Parts of the exercise ::
1. According to the article on the ethnicity penalty below, why do machine learning systems necessarily work with datified proxies?
2. Reproduce verbatim the passage of the article on the ethnicity penalty below that begins at the words "The Distinction between" and stops after the words "to indirectly discriminate.".

Document section ::
Could the Ethnicity Penalty Trigger Something Very Big?

One level on which this digital transformation of the law will happen is say the Rehabilitation of Offenders Act. This allows the rehabilitated offender to no longer disclose certain information about their past. What happens then when the insurer’s data and analytics can find it out anyway? There’s a case for changing the law to reflect such new capabilities. A sort of updating of the law.

On another level, data analytics could be in the process of disrupting the foundations of particular laws, such that they need to be fundamentally redesigned for a digital future. Equalities legislation could be one such area of law. And the current campaign about an ethnicity penalty in motor insurance pricing might well emerge as a galvaniser for that redesign.

Food for Thought

I’m going to outline how this could be the case, drawing in huge measure upon a research paper by Mireille Hildebrandt, a Professor of Law and Technology at the Vrije Universiteit Brussels in Belgium. The paper is ‘Discrimination, Data-driven AI Systems and Practical Reason’ and can be found here.

This paper came out a year ago and when I first read it, one thing struck me immediately. The example upon which much of the paper is based is insurance. And the various points it raises anticipate pretty closely the findings of Citizens Advice’s research into ethnicity and insurance pricing. It’s one of those examples of how insurance has become the case study par excellence for research into the issue of bias in digital decision making systems.

What I’m going to set out here is very much in outline and based upon a simplified synopsis of Prof. Hildebrandt’s paper. So if your interest is piqued, I would very much recommend reading her paper in full.

The Distinction between Direct and Indirect Discrimination

We know that the law handles direct and indirect discrimination differently. To this can be added how the law handles insurance differently than other goods and services. This means that in some circumstances and for some protected characteristics, it could be lawful for insurers to directly discriminate. And in other circumstances with other protected characteristics, it could be sometimes lawful, sometime unlawful, for insurers to indirectly discriminate.

A key point put forward by Prof. Hildebrandt is that AI systems are reducing that distinction between direct and indirect discrimination. The starting point for this is the way in which proxies are at the heart of machine learning systems.

“Data-driven AI systems are based on machine learning (ML), which develops mathematical functions that correlate input data with output data. For instance, data on residence, life-style, health records or educational background may correlate in different ways with claim-behaviour, thus offering an assessment of the risk for an insurance company. This assessment will influence decisions on acceptance and on price. The point is that ML systems necessarily work with datified proxies (variables), because computational systems cannot work with concepts like ‘health’ or ‘education’. They require formalisation in the form of discrete variables, for instance ‘health’ can be replaced by a preformatted listing of health conditions. If such a variable correlates with a prohibited ground of discrimination, this may be an indication of bias in the sense of indirect discrimination. The problem is that this bias can only be established if the correlation with prohibited grounds is known, whereas the collection of sensitive data needed to check for such bias may not be available (collecting such data may even be prohibited to prevent direct discrimination).”

Recorded information ::
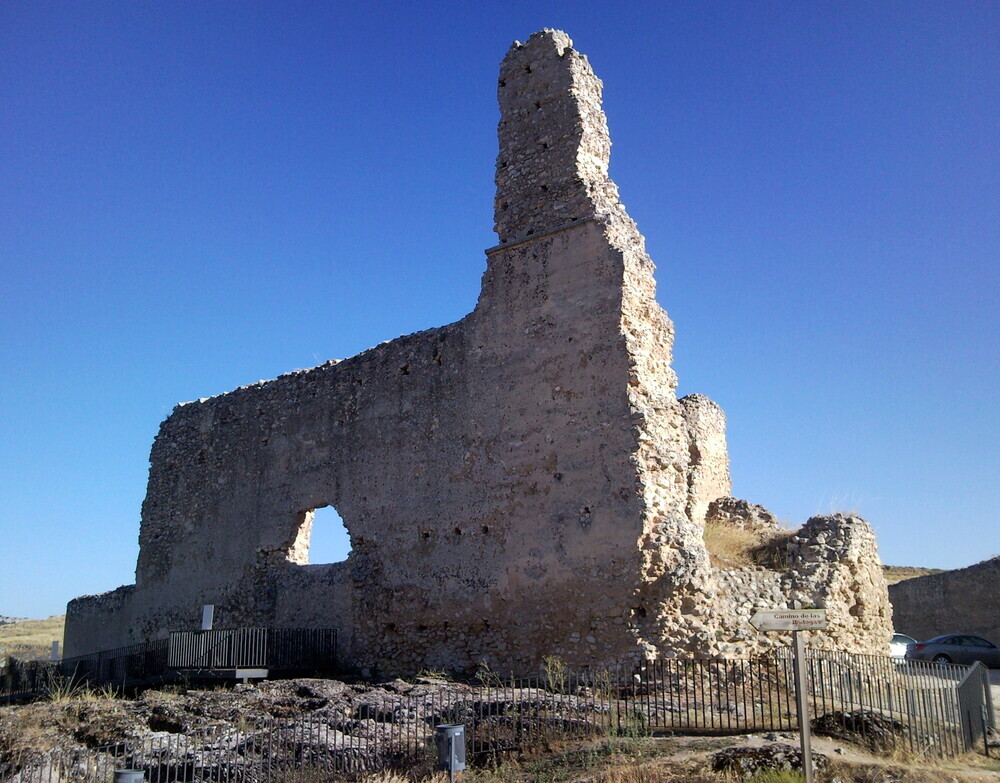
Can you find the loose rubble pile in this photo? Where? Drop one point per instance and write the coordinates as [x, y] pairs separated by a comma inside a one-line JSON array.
[[746, 761]]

Answers ::
1. Computational systems cannot work with concepts like "health" or "education." These concepts must be formalized as discrete variables, so "health," for instance, can be replaced by a preformatted listing of health conditions.

2.
The Distinction between Direct and Indirect Discrimination

We know that the law handles direct and indirect discrimination differently. To this can be added how the law handles insurance differently than other goods and services. This means that in some circumstances and for some protected characteristics, it could be lawful for insurers to directly discriminate. And in other circumstances with other protected characteristics, it could be sometimes lawful, sometime unlawful, for insurers to indirectly discriminate.